Data records:
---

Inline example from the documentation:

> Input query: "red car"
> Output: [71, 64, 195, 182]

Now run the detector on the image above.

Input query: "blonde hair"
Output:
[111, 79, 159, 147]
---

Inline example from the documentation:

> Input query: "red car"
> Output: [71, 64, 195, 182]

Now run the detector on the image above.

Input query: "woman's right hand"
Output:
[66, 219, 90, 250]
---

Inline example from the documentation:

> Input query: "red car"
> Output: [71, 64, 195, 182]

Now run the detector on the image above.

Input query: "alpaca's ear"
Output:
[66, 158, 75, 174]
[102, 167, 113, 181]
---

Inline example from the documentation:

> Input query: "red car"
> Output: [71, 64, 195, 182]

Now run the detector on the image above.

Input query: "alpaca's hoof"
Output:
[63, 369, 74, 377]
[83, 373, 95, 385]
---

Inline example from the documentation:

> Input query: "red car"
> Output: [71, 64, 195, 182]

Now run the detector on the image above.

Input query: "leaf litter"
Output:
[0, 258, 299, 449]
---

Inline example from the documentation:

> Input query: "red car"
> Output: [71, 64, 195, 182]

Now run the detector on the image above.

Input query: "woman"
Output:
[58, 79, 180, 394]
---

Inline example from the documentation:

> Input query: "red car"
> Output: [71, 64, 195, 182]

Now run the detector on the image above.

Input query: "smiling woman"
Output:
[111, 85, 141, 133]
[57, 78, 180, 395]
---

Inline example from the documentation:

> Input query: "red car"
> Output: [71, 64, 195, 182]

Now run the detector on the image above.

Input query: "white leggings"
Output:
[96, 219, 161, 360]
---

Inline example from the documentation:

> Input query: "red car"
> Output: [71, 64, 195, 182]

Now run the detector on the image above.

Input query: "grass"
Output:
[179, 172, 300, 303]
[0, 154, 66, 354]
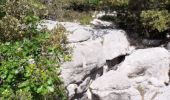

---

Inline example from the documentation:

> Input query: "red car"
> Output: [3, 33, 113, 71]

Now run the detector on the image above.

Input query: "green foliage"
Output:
[98, 0, 170, 38]
[70, 0, 100, 7]
[100, 0, 129, 7]
[0, 0, 44, 41]
[39, 0, 97, 20]
[0, 0, 69, 99]
[140, 10, 170, 32]
[78, 12, 92, 25]
[0, 28, 68, 100]
[38, 0, 170, 38]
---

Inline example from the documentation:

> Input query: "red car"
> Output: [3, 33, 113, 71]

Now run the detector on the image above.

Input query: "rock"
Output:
[166, 42, 170, 51]
[61, 40, 105, 86]
[77, 77, 91, 94]
[67, 84, 78, 99]
[89, 47, 170, 100]
[90, 71, 132, 100]
[60, 22, 93, 43]
[59, 23, 133, 99]
[100, 93, 131, 100]
[79, 94, 90, 100]
[90, 71, 131, 90]
[103, 30, 131, 60]
[118, 47, 170, 86]
[67, 29, 92, 43]
[90, 19, 115, 28]
[154, 86, 170, 100]
[38, 20, 58, 30]
[38, 20, 170, 100]
[92, 11, 117, 19]
[60, 22, 83, 32]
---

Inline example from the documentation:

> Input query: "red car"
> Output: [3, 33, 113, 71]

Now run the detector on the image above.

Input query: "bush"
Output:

Exercise objective: Count the lines above that contain the word "woman", and reply with only that number.

Task response: 3